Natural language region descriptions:
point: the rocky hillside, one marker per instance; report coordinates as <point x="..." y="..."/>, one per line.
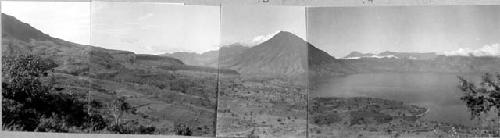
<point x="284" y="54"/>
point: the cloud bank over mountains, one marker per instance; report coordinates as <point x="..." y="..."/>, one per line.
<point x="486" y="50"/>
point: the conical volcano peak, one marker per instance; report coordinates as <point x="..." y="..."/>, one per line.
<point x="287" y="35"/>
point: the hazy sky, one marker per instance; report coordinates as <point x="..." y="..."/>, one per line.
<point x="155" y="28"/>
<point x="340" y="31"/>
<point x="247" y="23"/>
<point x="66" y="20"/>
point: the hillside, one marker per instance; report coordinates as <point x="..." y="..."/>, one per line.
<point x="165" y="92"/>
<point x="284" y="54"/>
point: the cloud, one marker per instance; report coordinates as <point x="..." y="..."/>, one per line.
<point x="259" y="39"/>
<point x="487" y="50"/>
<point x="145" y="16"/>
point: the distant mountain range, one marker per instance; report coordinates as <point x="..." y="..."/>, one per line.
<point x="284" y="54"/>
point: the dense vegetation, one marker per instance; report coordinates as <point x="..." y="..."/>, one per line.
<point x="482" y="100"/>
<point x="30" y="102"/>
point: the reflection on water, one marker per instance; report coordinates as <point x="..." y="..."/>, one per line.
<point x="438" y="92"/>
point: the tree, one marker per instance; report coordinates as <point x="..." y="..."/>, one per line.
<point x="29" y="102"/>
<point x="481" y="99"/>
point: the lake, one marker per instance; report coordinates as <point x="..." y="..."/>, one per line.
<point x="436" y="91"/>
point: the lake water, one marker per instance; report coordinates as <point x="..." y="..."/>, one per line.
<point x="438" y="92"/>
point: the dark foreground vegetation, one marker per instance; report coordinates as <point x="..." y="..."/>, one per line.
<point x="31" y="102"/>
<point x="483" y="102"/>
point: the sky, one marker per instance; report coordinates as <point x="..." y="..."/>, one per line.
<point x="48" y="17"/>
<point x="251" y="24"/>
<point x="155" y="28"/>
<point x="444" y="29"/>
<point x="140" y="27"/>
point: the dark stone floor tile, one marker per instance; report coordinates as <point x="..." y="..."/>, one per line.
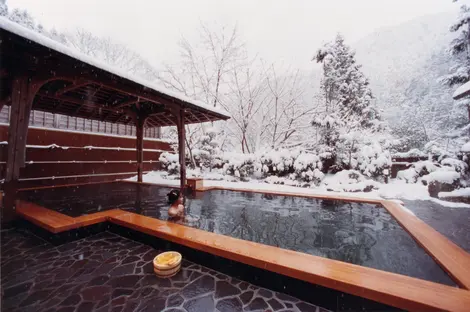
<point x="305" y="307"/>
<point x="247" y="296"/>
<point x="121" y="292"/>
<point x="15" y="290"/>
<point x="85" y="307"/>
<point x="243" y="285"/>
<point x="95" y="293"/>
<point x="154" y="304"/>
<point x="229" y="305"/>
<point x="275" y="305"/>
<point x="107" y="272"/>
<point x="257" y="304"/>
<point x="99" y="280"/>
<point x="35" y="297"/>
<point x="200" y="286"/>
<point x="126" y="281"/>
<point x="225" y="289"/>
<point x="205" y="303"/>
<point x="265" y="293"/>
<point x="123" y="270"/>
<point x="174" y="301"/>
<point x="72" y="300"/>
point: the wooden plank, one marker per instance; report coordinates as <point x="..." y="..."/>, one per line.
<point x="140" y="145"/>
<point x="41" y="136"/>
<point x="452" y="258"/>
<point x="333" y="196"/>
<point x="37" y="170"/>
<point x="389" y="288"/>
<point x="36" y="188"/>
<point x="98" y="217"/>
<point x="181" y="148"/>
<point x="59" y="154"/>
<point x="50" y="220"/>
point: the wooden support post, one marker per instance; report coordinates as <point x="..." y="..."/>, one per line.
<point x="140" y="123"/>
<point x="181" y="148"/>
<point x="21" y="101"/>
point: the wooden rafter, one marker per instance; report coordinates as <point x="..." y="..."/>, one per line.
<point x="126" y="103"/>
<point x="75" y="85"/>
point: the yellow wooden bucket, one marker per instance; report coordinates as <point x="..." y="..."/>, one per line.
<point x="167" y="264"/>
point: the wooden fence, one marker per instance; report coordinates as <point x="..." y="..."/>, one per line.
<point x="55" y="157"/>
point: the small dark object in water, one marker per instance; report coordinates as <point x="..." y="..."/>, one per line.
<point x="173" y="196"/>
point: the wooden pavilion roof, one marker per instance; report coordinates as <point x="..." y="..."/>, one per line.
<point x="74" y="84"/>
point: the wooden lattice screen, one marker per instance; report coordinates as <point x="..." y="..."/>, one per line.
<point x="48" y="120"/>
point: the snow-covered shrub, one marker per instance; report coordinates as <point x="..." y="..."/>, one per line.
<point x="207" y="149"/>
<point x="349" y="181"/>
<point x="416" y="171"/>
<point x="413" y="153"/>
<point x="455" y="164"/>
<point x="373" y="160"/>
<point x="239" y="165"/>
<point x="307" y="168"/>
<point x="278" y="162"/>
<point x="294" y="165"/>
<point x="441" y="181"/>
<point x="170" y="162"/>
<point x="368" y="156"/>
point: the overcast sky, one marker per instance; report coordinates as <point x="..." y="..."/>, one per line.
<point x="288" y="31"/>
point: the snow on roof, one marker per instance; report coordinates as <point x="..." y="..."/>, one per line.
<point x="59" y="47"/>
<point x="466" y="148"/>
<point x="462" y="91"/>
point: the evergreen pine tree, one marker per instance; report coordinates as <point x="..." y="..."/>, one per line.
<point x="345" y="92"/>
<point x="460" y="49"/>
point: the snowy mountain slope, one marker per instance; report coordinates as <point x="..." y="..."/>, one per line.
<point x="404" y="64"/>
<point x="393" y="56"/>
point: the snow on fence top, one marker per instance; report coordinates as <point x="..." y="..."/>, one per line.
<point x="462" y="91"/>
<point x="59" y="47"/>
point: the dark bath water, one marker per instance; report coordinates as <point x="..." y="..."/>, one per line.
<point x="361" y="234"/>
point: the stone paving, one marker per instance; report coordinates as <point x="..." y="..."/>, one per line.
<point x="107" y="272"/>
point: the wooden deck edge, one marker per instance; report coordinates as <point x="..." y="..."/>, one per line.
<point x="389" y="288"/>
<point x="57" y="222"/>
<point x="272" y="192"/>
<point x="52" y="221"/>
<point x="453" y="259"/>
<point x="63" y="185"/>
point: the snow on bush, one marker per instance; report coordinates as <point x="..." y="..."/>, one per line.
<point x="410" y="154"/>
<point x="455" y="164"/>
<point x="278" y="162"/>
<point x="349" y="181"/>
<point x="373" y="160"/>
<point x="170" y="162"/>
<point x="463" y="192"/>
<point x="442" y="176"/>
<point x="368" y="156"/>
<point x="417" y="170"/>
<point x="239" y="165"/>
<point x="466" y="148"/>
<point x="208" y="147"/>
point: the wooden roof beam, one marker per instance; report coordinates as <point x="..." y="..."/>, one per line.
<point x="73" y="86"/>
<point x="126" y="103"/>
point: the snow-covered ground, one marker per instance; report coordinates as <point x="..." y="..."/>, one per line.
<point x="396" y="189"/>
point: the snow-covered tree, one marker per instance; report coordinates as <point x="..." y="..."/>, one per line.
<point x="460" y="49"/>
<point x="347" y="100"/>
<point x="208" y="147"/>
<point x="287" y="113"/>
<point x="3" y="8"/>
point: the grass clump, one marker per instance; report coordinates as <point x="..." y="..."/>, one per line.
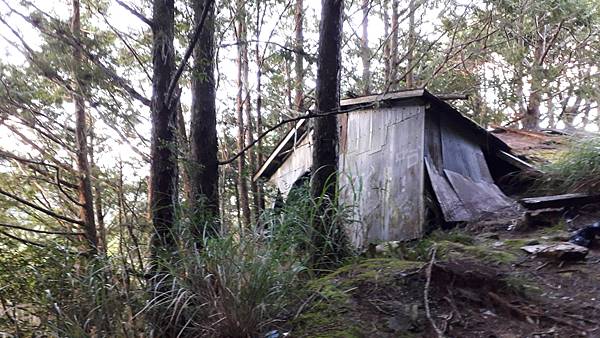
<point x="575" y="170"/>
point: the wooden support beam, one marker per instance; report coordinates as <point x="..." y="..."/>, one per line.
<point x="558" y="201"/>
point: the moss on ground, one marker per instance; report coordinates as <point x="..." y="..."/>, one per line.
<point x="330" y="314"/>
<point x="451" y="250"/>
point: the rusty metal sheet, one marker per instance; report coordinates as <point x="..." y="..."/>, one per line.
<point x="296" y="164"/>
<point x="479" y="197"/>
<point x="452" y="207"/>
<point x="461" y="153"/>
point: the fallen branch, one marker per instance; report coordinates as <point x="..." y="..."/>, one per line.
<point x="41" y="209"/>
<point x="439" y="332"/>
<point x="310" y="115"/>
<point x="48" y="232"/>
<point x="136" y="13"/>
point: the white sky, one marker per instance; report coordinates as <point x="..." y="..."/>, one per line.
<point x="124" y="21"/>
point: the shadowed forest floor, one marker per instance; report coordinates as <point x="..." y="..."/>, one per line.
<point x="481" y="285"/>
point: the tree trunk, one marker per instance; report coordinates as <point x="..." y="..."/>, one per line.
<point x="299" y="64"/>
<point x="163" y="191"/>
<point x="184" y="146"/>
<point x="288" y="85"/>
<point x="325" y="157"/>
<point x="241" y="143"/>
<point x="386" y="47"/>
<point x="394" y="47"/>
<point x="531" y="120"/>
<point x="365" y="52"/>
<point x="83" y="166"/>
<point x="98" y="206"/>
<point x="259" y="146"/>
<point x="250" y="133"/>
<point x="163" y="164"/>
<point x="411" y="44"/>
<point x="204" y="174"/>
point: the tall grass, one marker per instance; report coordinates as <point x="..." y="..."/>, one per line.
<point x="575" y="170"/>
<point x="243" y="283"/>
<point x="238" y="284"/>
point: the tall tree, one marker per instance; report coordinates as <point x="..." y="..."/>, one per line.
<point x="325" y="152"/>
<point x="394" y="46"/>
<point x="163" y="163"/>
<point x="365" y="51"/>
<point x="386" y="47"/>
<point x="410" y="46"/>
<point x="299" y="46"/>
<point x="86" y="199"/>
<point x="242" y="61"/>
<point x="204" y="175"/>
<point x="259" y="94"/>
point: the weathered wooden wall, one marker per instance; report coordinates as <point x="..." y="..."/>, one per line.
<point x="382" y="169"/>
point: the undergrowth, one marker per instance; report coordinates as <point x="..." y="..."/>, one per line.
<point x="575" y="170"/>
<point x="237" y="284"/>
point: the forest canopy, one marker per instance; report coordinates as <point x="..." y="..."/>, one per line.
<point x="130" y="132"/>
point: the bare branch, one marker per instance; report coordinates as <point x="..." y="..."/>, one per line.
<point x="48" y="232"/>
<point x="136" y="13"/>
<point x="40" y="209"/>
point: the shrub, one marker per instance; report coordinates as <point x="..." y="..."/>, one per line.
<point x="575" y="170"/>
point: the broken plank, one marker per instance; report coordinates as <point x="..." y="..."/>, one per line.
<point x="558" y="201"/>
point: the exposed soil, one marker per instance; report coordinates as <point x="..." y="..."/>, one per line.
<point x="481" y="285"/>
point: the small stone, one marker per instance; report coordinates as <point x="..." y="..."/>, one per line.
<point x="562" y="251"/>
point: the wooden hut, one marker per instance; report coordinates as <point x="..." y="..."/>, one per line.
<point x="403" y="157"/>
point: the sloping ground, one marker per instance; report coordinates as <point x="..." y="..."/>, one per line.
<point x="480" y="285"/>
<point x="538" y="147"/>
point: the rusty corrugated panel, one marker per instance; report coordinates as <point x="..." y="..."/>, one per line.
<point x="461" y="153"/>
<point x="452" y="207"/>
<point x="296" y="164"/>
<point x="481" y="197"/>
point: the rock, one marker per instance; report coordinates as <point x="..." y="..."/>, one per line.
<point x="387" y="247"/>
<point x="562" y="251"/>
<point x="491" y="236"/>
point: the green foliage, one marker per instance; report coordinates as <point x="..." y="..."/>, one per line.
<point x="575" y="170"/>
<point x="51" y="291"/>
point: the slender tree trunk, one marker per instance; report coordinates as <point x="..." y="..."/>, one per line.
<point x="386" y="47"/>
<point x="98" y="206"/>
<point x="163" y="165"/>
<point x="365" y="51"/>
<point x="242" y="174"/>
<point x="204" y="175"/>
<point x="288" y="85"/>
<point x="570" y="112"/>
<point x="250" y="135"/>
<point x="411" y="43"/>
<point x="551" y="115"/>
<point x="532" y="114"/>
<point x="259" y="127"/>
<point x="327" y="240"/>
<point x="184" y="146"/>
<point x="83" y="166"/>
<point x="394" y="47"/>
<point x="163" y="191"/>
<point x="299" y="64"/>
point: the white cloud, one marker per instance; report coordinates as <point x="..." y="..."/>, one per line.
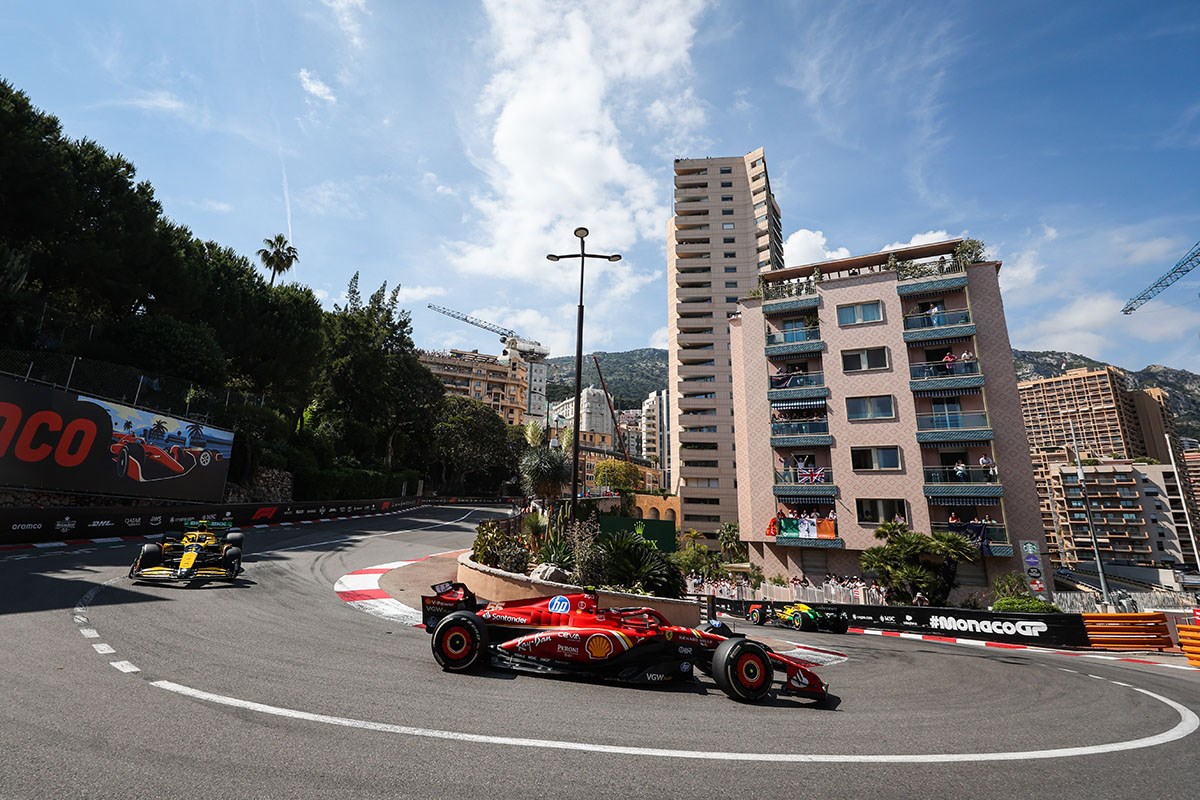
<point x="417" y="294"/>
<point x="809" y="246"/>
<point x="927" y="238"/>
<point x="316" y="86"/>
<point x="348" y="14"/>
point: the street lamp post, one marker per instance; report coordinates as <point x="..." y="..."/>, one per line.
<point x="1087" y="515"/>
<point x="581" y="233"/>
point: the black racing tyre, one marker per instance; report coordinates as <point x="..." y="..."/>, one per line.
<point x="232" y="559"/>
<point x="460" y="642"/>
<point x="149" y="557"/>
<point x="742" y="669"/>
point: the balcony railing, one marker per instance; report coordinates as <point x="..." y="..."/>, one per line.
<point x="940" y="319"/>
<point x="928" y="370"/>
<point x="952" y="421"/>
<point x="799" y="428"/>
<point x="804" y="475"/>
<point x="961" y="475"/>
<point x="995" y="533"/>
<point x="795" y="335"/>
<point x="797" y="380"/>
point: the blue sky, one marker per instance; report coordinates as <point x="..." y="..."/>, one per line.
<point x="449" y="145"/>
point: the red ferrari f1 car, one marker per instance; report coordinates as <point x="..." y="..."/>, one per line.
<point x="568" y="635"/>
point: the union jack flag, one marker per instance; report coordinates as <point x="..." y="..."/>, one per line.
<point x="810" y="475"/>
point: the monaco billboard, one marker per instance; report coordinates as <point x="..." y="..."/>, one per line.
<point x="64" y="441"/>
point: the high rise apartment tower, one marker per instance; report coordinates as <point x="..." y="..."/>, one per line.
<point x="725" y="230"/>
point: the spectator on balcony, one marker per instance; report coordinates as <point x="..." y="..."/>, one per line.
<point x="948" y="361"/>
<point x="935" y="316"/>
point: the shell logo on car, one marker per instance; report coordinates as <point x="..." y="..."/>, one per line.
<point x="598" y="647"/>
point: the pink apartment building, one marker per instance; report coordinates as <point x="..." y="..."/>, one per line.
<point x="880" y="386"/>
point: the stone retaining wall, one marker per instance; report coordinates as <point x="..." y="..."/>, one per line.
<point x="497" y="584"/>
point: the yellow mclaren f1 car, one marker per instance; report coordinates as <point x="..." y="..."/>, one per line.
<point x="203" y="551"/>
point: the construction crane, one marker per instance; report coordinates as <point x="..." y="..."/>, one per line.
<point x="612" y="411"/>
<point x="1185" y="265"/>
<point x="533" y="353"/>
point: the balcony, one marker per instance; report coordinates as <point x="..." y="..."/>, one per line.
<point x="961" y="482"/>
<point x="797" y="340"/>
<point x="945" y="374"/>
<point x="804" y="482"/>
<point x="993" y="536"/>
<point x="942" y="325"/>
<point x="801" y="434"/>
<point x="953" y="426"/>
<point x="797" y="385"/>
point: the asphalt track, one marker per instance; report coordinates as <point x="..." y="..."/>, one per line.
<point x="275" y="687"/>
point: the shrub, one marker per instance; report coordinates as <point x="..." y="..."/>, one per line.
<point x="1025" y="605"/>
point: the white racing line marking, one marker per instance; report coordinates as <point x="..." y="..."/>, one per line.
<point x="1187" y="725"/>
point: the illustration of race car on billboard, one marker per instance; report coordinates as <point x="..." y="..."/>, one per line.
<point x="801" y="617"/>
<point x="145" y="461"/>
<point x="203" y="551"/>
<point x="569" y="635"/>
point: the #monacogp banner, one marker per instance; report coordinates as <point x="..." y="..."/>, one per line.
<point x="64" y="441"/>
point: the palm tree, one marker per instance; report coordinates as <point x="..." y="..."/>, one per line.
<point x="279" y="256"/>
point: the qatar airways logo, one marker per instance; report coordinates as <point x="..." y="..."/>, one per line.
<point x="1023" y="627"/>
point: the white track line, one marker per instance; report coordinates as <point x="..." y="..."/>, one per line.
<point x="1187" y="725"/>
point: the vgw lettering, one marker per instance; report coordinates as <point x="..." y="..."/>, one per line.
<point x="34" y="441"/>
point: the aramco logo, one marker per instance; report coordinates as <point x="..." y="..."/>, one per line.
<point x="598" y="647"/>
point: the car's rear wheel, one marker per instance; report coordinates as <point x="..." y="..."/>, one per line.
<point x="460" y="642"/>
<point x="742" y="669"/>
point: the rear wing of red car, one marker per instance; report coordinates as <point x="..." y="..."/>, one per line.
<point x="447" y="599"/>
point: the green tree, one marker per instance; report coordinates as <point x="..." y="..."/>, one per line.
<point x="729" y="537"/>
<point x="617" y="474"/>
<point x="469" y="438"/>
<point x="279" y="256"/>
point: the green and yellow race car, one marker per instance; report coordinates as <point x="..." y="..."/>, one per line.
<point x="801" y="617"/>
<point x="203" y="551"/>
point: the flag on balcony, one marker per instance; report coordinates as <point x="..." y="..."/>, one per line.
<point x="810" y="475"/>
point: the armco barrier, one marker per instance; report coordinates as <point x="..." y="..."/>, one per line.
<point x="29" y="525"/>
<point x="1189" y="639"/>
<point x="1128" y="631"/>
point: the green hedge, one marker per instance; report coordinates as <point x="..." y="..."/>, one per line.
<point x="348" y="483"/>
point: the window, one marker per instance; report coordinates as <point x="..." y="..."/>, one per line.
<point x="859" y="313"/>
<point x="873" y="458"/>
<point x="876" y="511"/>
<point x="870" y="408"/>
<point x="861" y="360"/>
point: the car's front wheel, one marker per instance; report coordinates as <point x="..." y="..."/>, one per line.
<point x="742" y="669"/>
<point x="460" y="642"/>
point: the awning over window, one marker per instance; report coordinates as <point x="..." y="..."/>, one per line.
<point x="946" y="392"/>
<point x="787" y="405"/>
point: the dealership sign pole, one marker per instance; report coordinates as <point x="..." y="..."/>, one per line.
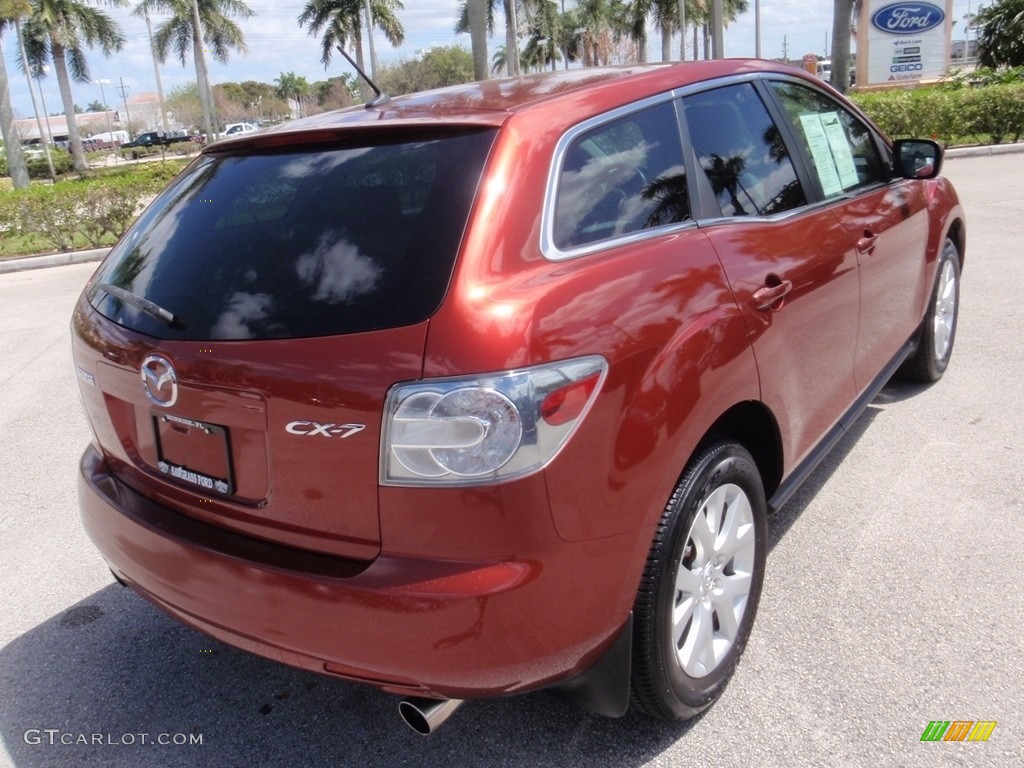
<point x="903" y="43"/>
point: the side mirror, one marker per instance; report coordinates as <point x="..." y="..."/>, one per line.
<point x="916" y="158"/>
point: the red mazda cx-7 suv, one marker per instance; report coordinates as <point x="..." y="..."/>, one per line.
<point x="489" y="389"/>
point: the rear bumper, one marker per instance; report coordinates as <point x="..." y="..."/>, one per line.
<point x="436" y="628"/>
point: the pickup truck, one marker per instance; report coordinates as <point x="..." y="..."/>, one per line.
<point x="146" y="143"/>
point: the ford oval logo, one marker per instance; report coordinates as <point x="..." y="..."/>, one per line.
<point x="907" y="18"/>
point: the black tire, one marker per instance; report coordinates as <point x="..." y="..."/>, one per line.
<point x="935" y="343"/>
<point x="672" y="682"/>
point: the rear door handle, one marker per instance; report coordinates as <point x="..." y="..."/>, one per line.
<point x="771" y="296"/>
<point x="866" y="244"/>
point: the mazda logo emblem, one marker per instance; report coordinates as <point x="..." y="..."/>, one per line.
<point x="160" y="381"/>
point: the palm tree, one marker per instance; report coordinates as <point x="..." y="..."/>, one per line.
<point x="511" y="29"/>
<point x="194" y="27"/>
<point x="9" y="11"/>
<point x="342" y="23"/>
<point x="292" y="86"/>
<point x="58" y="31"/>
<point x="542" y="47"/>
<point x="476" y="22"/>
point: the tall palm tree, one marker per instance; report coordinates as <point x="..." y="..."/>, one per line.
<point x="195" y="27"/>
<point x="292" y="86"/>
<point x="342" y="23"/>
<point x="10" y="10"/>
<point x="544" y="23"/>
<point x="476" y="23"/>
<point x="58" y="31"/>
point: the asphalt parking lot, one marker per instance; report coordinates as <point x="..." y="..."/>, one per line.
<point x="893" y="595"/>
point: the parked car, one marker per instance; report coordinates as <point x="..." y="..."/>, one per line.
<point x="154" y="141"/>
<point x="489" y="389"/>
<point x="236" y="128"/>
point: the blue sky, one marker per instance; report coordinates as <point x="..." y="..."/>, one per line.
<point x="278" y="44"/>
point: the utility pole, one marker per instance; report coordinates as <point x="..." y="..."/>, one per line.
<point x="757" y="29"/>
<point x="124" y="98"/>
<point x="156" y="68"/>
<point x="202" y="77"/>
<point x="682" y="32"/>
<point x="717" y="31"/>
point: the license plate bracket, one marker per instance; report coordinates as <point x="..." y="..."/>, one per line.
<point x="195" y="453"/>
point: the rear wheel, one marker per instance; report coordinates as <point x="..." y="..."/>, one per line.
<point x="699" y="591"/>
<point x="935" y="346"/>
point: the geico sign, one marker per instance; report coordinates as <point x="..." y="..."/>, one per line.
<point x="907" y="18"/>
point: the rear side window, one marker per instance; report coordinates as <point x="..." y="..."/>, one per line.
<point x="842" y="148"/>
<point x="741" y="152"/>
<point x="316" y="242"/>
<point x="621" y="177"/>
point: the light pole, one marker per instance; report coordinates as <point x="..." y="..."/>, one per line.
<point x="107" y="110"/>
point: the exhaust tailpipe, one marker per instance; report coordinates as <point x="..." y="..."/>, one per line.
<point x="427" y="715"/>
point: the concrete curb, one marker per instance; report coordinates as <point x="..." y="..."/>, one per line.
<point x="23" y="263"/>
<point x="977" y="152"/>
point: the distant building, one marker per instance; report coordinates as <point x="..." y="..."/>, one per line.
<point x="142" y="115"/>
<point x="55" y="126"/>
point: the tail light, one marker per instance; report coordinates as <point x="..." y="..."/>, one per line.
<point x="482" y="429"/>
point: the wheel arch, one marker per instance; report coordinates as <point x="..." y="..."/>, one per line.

● **INSTRUCTIONS TO FOLLOW**: Each line, starting with the one containing "point: the rear side" and ending with the last line of the records above, should be reproduced exactly.

● **RESPONSE TO THIS TASK**:
point: the rear side window, one marker per instance; report coordinates as <point x="..." y="..."/>, one per line.
<point x="842" y="148"/>
<point x="741" y="152"/>
<point x="316" y="242"/>
<point x="621" y="177"/>
point: the light pole, one marker per instance; report coordinates as <point x="..." y="..."/>, one per line.
<point x="107" y="110"/>
point: the exhaust tailpipe, one marker per instance; report coordinates as <point x="..." y="..."/>, one per line.
<point x="427" y="715"/>
point: the concrete curb, one marker per instance; report coordinates as <point x="..." y="..."/>, one per line.
<point x="23" y="263"/>
<point x="977" y="152"/>
point: the distant building, one marker per instance; report coordinates as <point x="..." y="..."/>, one per line.
<point x="142" y="115"/>
<point x="55" y="126"/>
point: the tail light, one marker per instance; report coordinates as <point x="..." y="..."/>, one per line.
<point x="482" y="429"/>
point: the wheel arch, one marker per instance; report coordinates as <point x="..." y="..."/>, one per line.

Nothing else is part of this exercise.